▶ REQUEST A
Report each line of the entries below that contains the string "headlight".

▶ SOURCE DOCUMENT
╔══

WO2007048444A1

WO2007048444A1 - Method of identifying multi zone block edges in an electronic document

Info

Publication number: WO2007048444A1
Application number: PCT/EP2005/055518
Authority: WO
Inventors: Jose Abad; Sherif Yacoub
Original assignee: Hewlett-Packard Development Company, L.P.
Priority date: 2005-10-25
Filing date: 2005-10-25
Publication date: 2007-05-03

Abstract

A method of identifying multi-zone blocks, such as rows or columns, within an electronic document comprises dividing the document into zones and looking for partially overlapping zones. The method finds applications in the automated analysis of scanned copies of pages from books, newspapers or magazines.

Description

METHOD OF IDENTIFYING MULTI ZONE BLOCK EDGES IN AN

ELECTRONIC DOCUMENT

The present invention relates to a method of identifying multi zone block edges in an electronic document. In a typical application, the invention may be used to find either the vertical edges of columns in a multi column document, or the horizontal edges of rows. The invention finds particular although not exclusive application in the automated analysis of scanned copies of pages of printed magazines, newspapers or books.

A typical page 10 from a magazine is shown in Figure 1, and this may typically be processed using a document analysis system, the main features of which are shown semantically in Figure 2. Once the printed page has been scanned or otherwise electronically captured, it is first analysed using page segmentation and optical character recognition (OCR) components 200 to identify the individual content bearing zones on the page. As shown in Figure 1, the identified zones may include text zones 24, 26, 28, headings 12, 14, images 32, captions 34 and so on. OCR is carried out within each zone, wherever text can be recognised.

╚══

▶ EXERCISE INPUT
╔══

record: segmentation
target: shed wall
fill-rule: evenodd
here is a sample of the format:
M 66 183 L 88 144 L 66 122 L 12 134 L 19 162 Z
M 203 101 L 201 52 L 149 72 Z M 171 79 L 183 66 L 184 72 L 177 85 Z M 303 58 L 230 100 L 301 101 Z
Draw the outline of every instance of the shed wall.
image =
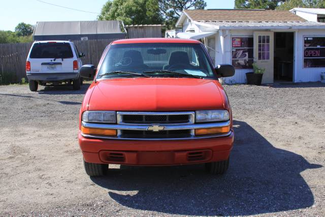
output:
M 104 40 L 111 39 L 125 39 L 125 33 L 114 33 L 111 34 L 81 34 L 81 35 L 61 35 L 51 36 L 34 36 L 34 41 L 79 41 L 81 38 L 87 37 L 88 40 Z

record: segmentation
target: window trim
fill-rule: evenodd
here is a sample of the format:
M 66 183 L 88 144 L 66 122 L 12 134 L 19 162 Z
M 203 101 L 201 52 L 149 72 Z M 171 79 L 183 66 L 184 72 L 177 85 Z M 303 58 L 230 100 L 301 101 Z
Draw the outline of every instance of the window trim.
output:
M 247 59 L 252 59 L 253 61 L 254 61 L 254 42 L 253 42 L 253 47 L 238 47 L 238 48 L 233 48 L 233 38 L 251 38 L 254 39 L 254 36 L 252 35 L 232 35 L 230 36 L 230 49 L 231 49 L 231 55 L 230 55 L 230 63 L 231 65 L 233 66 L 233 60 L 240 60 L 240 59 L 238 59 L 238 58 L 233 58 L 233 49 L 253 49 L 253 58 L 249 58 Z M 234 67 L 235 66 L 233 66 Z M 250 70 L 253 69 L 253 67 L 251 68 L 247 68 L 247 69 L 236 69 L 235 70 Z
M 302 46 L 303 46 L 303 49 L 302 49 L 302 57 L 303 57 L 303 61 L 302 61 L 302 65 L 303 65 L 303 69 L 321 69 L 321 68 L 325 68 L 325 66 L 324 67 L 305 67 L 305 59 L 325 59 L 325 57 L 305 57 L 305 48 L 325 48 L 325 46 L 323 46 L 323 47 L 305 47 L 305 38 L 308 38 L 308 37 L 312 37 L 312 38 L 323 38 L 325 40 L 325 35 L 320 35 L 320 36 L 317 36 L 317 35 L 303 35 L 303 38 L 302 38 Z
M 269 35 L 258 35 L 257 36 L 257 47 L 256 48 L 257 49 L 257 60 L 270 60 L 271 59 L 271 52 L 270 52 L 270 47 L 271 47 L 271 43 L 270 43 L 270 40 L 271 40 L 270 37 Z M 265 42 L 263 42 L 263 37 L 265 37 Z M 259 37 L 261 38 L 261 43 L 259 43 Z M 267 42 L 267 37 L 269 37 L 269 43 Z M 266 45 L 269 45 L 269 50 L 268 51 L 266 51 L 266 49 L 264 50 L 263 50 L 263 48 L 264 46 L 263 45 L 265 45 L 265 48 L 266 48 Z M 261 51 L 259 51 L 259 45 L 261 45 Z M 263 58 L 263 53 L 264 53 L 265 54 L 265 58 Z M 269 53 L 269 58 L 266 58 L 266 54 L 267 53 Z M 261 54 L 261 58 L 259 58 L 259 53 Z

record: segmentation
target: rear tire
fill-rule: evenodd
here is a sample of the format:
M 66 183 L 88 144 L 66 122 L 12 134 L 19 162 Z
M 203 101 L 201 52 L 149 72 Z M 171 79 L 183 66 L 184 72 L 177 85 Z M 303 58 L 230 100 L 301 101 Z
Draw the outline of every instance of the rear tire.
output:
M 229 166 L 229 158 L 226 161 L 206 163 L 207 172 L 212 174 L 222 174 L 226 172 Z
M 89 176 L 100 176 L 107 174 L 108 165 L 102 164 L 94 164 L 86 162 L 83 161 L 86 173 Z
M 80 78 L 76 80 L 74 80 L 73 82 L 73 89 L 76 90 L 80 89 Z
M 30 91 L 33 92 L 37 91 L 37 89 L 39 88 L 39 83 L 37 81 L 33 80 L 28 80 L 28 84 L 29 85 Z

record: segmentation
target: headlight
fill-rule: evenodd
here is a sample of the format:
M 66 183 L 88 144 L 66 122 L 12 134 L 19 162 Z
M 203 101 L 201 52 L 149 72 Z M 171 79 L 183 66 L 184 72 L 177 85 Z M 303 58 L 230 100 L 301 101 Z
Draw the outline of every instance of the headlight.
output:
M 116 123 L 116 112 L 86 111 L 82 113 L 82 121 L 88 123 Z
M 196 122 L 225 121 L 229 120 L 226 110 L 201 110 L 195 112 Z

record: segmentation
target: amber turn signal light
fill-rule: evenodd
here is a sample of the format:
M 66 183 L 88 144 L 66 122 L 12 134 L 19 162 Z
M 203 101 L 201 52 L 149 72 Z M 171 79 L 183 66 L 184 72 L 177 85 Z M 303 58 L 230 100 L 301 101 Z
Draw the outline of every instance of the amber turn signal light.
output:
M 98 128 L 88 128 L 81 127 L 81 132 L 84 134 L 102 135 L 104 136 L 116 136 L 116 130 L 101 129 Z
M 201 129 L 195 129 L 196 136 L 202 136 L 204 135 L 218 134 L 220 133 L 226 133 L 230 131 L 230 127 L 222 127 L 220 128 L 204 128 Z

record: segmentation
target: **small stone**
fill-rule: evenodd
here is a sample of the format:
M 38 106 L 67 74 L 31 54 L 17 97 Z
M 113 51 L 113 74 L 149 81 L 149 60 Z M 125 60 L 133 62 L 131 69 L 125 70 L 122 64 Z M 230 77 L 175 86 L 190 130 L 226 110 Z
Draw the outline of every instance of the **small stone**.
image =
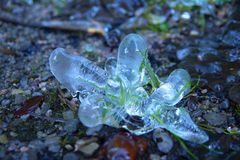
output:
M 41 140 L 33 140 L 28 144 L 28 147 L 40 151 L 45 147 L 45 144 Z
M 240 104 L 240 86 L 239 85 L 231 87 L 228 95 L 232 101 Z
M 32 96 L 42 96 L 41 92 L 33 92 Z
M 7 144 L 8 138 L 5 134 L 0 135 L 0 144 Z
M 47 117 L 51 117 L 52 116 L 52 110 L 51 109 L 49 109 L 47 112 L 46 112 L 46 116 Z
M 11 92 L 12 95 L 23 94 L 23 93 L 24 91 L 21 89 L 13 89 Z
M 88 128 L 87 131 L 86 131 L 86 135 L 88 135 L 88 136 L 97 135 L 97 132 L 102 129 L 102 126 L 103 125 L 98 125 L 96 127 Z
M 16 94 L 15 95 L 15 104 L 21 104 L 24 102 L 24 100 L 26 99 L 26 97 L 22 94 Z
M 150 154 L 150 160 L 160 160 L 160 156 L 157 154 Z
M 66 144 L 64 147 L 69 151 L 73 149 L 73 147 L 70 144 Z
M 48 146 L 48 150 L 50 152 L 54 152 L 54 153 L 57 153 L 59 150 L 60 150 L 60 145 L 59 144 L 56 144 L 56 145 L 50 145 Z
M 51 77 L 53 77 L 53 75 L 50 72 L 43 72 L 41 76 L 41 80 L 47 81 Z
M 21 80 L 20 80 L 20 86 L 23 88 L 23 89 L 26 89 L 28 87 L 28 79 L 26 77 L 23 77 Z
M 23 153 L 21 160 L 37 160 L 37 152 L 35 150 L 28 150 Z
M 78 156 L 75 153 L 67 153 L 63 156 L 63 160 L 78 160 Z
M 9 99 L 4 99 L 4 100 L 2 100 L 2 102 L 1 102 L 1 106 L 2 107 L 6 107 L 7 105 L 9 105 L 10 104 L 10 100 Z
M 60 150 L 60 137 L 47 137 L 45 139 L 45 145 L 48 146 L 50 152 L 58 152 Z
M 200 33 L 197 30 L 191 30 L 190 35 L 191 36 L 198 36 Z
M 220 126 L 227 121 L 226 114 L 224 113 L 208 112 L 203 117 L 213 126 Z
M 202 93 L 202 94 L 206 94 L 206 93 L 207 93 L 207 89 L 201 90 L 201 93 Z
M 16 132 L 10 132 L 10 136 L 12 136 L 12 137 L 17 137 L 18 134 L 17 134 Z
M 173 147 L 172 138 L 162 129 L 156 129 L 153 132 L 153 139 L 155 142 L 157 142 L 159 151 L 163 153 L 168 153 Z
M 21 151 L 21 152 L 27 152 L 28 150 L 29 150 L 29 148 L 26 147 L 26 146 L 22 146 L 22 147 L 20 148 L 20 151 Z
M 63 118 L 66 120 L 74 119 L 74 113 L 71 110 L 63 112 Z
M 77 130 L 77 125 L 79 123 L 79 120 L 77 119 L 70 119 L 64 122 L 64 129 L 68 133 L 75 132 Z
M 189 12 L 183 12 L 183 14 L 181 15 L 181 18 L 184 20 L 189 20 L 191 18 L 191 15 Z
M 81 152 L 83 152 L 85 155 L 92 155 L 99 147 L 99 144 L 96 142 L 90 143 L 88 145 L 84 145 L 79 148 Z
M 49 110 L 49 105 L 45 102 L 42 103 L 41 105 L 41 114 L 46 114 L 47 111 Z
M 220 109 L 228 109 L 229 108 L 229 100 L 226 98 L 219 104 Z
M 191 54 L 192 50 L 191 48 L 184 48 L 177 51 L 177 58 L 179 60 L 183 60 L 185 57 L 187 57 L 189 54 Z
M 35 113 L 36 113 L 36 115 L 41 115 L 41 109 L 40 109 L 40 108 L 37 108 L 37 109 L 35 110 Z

╚══

▶ REQUEST B
Translate this sentence from the patent page above into Spanish: "OCR is carried out within each zone, wherever text can be recognised."

▶ WRITTEN RESPONSE A
target: headlight
Draw the outline of every instance of the headlight.

▶ WRITTEN RESPONSE B
El OCR se lleva a cabo dentro de cada zona, siempre que se pueda reconocer texto.